• Objective
Retype exactly the lines from the line with "locate: silver suv" to the end of the data, keeping both boundary lines.

[Labeled-object pointing entries]
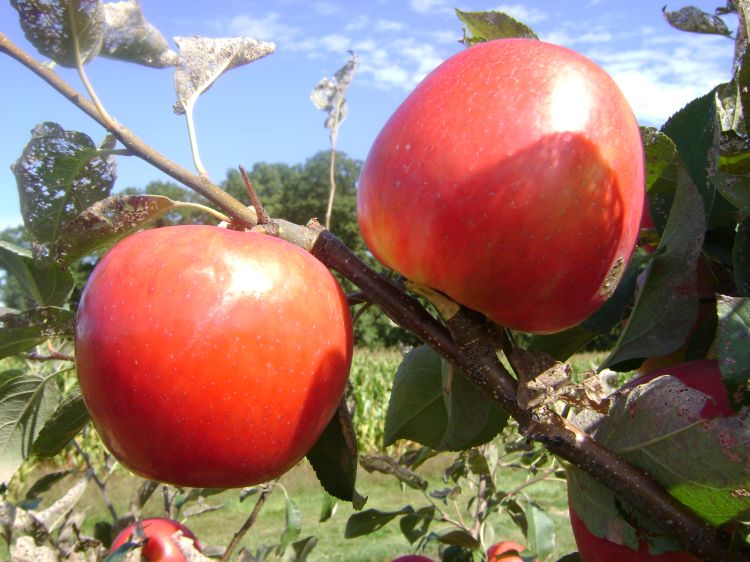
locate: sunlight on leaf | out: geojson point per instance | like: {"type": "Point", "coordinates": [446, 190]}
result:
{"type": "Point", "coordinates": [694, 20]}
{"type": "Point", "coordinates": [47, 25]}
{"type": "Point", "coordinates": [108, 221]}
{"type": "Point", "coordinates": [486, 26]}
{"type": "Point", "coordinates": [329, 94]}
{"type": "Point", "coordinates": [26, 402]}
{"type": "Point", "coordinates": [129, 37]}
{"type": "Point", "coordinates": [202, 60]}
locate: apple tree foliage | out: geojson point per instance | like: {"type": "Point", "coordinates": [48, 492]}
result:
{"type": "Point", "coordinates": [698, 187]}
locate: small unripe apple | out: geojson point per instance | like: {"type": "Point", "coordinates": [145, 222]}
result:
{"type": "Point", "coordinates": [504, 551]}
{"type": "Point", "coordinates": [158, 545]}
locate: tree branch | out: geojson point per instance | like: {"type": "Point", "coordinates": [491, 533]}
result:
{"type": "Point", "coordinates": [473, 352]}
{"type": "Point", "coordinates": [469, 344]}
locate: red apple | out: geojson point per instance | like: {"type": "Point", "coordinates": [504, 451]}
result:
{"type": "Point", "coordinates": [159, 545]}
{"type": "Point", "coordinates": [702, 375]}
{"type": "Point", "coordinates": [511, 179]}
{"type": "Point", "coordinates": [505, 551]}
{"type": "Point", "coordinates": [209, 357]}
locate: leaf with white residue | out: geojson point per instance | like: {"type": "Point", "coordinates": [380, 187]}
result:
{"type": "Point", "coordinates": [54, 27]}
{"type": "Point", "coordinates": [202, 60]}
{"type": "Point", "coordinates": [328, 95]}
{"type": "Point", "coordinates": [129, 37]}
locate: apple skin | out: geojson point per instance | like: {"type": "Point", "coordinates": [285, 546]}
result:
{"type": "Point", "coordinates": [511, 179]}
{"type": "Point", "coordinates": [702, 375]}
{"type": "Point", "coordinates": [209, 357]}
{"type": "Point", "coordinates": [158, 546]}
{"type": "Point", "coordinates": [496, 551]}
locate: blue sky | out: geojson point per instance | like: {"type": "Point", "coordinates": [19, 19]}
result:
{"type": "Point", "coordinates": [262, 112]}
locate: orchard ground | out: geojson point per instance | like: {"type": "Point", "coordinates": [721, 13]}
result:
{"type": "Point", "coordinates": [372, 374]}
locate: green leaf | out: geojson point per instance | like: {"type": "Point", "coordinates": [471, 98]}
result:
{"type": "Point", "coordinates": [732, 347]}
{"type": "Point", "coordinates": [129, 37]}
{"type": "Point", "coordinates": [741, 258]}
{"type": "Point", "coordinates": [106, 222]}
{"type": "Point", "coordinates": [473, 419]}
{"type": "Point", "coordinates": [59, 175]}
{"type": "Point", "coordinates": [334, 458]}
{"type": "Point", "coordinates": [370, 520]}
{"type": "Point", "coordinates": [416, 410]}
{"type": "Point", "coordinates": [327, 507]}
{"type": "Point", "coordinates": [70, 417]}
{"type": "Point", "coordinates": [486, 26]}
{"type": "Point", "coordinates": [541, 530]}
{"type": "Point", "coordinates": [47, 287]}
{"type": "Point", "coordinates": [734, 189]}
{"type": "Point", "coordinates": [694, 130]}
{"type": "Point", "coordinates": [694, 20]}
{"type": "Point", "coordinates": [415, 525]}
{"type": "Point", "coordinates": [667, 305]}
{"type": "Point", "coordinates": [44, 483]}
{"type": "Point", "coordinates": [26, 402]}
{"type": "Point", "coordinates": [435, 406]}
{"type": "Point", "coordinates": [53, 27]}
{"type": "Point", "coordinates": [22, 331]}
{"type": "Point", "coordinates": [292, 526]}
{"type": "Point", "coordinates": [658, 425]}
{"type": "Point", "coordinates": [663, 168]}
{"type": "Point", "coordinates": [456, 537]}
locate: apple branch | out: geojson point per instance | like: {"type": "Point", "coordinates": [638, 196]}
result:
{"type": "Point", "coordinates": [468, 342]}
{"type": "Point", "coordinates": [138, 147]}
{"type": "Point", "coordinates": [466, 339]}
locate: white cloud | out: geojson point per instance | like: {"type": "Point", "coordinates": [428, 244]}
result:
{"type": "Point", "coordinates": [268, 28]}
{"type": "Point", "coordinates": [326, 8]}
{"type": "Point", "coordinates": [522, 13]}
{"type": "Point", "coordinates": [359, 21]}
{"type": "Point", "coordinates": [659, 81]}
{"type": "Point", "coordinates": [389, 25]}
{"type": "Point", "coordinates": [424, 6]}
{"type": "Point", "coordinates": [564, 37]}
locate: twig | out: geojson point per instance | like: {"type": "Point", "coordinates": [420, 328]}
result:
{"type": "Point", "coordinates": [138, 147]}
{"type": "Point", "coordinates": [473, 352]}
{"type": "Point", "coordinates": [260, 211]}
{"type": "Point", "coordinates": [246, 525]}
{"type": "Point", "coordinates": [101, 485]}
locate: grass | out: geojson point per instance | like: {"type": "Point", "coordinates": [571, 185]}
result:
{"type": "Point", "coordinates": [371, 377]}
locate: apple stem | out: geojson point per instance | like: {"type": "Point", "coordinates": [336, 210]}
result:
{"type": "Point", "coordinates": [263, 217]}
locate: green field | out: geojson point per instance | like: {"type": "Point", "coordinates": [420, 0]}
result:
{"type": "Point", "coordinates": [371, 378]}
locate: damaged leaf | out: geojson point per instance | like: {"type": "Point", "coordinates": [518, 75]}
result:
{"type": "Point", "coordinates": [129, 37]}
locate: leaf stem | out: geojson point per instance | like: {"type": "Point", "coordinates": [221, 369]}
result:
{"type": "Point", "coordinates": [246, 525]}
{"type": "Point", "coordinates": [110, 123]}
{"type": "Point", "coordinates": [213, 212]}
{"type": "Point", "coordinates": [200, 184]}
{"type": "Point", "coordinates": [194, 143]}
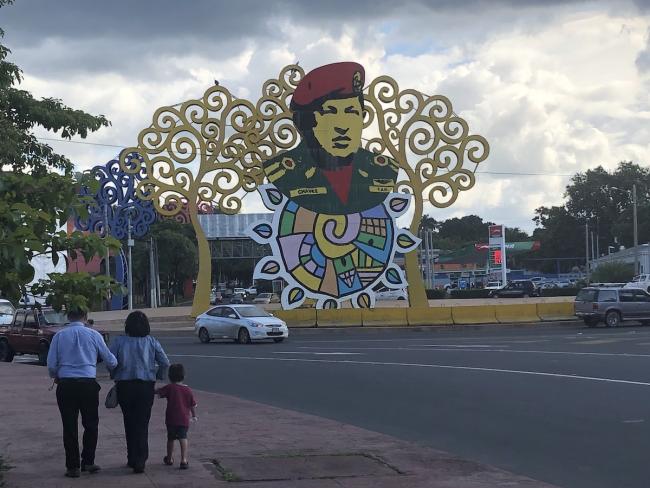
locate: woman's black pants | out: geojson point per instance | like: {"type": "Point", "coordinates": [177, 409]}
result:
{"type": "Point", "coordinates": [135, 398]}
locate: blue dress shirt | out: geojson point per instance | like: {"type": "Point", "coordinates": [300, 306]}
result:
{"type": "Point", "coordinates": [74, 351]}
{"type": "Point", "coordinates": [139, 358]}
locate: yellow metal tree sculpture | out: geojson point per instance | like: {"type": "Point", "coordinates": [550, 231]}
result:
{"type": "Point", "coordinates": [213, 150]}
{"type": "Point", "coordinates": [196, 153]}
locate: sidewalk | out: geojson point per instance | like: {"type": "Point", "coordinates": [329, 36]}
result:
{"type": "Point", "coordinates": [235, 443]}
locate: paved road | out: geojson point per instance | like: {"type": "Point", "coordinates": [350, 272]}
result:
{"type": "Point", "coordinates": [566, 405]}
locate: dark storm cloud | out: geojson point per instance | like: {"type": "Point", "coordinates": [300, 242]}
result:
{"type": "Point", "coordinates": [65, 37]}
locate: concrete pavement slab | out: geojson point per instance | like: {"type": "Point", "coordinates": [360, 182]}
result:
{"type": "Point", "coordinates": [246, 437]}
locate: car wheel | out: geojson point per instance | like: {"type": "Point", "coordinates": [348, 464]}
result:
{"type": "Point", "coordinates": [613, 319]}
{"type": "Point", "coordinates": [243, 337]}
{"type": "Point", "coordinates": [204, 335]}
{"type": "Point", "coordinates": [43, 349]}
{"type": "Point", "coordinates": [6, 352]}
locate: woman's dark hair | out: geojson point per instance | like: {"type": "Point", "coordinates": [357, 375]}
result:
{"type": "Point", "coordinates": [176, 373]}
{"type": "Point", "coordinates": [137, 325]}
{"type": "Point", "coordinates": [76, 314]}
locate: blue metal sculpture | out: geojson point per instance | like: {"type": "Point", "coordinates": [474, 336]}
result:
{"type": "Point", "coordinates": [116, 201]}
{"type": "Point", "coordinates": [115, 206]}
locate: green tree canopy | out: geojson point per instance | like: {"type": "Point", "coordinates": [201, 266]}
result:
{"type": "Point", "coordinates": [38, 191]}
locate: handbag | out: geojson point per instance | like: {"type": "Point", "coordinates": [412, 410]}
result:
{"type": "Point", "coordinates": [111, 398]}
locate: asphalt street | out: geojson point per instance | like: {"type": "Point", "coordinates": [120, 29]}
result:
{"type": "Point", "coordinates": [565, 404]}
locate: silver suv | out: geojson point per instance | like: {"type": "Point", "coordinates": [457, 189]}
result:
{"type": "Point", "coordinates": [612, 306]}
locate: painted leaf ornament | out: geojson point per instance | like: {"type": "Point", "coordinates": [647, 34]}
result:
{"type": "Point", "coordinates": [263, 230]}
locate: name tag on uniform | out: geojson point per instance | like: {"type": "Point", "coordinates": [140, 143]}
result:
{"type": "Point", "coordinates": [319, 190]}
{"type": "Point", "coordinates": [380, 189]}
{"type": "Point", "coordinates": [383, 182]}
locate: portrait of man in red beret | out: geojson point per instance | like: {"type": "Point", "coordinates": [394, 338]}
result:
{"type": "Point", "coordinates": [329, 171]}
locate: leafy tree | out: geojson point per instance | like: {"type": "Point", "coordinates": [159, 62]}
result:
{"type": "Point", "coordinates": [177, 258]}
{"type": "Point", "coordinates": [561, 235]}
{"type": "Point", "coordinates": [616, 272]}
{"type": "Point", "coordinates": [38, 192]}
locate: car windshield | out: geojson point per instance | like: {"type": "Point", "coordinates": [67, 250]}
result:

• Correct result
locate: silver suv | out: geojson point per instance | like: {"type": "Point", "coordinates": [457, 189]}
result:
{"type": "Point", "coordinates": [612, 306]}
locate: painted leaf ornament | out: geojson point per instance | like: {"type": "Point", "coordinates": [647, 34]}
result:
{"type": "Point", "coordinates": [263, 230]}
locate: name tag on uniform | out: geojson point per instance | like: {"type": "Point", "coordinates": [140, 143]}
result:
{"type": "Point", "coordinates": [319, 190]}
{"type": "Point", "coordinates": [380, 189]}
{"type": "Point", "coordinates": [383, 182]}
locate: portrait of man in red beret | out: geojson point per instance | like: {"type": "Point", "coordinates": [394, 338]}
result:
{"type": "Point", "coordinates": [329, 171]}
locate: leafy tree | out: geojson point per instance | like: {"type": "Point", "coordinates": [159, 62]}
result:
{"type": "Point", "coordinates": [177, 258]}
{"type": "Point", "coordinates": [561, 235]}
{"type": "Point", "coordinates": [616, 272]}
{"type": "Point", "coordinates": [38, 192]}
locate: car windshield | out: geojson point per instance | like: {"type": "Point", "coordinates": [67, 250]}
result:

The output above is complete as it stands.